» **TEXTE FOURNI**:
--------------------------------

Si l’homme vient en premier, s’il est au centre de toute activité économique, c’est en raison non seulement de sa dignité, mais aussi de sa personne et de sa nature humaine. Ce qui fait admettre au pape Pie XII que « l’économie humaine est celle qui tient compte de sa nature complexe ; de son unité vivante, à la fois corps et âme, matière et esprit, individu et personne, de l’homme total, être raisonnable et spirituel, être social et être libre, enfant des hommes et fils de Dieu »[6]. Car :
L’homme comme être corporel a besoin de nourriture, de santé et de repos ;
En tant qu’être raisonnable et spirituel, l’homme est appelé « à une vie de l’esprit, et de raison, de l’intelligence, avec des besoins de culture, appelé aussi à une vie spirituelle, morale, religieuse pour ne pas demeurer esclave de ses sens, de ses caprices, de ses instincts […] appelé enfin à une vie d’intimité avec Dieu, comme fils de Dieu »[7] ;
Comme être social, l’homme entretient des rapports de solidarité avec d’autres : solidarité au niveau de la famille, solidarité au sein de la communauté nationale et internationale ;
L’homme, en tant qu’être libre, doit pouvoir choisir sans contrainte des personnes avec qui collaborer en vue de tendre vers une vraie fin économique sociale.
2- L’activité économique au service de la société
Selon l’enseignement social de l’Église, les biens que l’homme possède conservent une destination universelle c’est-à-dire, que les biens sont non seulement au service de l’homme, mais aussi au service de la société. De ce fait, l’économie a son importance dans la mesure où elle est orientée vers le bien commun. Et la question que l’on peut se poser est de savoir pourquoi l’économie doit être orientée vers le bien commun ou encore pourquoi l’économie doit être au service de la société.
a- L’ordre social
Le but vers lequel tend l’économie est le bien commun en vue de l’ordre social. Selon Pie XII ce but, c’est de mettre, d’une façon stable, à la portée de tous les membres de la société, les conditions matérielles requises pour le développement de leur vie culturelle et spirituelle. Ici, il n’est pas possible d’obtenir quelque résultat sans ordre extérieur, sans des normes sociales qui visent à l’obtention durable de cette fin.

--------------------------------

[Lignes contenues dans un jeu de données]
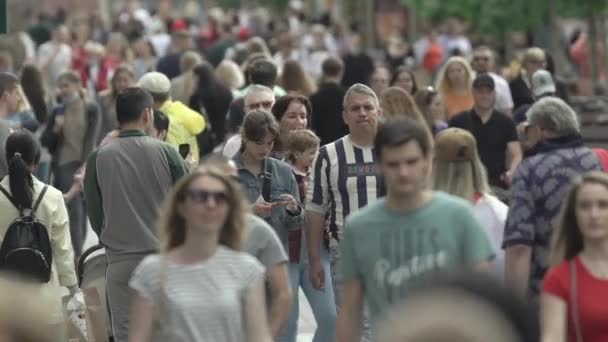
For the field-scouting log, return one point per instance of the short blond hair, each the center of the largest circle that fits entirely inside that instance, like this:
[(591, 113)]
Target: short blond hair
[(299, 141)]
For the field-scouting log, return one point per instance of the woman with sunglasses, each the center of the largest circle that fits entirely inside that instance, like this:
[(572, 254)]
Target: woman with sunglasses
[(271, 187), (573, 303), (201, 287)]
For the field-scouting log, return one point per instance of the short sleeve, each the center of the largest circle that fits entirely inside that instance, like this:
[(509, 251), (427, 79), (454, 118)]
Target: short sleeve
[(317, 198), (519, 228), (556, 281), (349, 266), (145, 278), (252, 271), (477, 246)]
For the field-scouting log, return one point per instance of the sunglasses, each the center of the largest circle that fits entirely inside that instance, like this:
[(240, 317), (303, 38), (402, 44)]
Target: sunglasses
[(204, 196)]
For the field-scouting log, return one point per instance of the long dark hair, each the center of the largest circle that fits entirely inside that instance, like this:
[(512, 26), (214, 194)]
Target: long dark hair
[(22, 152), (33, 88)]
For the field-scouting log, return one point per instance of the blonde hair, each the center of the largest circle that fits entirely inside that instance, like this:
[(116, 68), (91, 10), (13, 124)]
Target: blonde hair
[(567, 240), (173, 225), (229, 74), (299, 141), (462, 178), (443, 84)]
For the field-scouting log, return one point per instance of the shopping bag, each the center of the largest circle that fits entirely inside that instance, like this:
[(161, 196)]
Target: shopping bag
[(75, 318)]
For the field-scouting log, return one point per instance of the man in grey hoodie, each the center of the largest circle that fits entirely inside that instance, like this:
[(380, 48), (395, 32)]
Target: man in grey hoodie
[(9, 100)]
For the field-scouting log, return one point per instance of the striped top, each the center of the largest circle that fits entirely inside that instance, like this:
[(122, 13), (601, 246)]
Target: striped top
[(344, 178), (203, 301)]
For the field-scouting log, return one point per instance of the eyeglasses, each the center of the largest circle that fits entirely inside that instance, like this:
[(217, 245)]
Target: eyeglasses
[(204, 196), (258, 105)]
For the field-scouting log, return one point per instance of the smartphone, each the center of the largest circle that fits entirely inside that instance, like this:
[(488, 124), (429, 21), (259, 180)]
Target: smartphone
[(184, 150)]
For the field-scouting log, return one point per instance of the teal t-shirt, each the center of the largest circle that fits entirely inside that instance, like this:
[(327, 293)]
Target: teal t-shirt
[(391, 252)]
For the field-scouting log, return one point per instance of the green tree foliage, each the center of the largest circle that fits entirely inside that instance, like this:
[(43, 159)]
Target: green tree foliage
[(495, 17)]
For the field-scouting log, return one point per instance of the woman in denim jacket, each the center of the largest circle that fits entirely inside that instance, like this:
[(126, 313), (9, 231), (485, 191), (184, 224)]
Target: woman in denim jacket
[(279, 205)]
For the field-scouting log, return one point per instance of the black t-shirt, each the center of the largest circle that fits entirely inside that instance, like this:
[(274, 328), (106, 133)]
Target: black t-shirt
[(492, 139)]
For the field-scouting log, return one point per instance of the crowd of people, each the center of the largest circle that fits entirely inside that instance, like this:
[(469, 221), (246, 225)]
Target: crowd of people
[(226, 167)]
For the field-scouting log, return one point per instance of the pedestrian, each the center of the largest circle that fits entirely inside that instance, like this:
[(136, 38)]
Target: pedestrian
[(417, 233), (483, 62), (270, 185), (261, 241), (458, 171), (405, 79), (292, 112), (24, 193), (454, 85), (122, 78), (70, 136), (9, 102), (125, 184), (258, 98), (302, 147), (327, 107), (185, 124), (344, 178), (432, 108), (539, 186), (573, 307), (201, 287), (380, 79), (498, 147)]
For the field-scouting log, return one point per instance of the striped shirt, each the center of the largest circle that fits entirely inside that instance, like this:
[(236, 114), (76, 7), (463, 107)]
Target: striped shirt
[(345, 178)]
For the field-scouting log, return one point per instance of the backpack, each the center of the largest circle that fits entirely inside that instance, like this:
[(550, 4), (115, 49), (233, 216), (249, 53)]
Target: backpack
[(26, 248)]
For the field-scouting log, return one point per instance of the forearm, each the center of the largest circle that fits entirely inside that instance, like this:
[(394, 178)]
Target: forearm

--------------------------------

» **OBJECTIFS**:
**A.** D'après le texte sur l'économie et la personne humaine, de quoi l'homme a-t-il besoin en tant qu'être corporel ?
**B.** Dans le texte sur l'économie et la personne humaine, relevez toutes les qualités de l'homme présentées une à une dans les paragraphes qui suivent « Car : ».

» **RÉPONSES PAR TÂCHE**:
**A.** De nourriture, de santé et de repos.

**B.**
- Être corporel
- Être raisonnable et spirituel
- Être social
- Être libre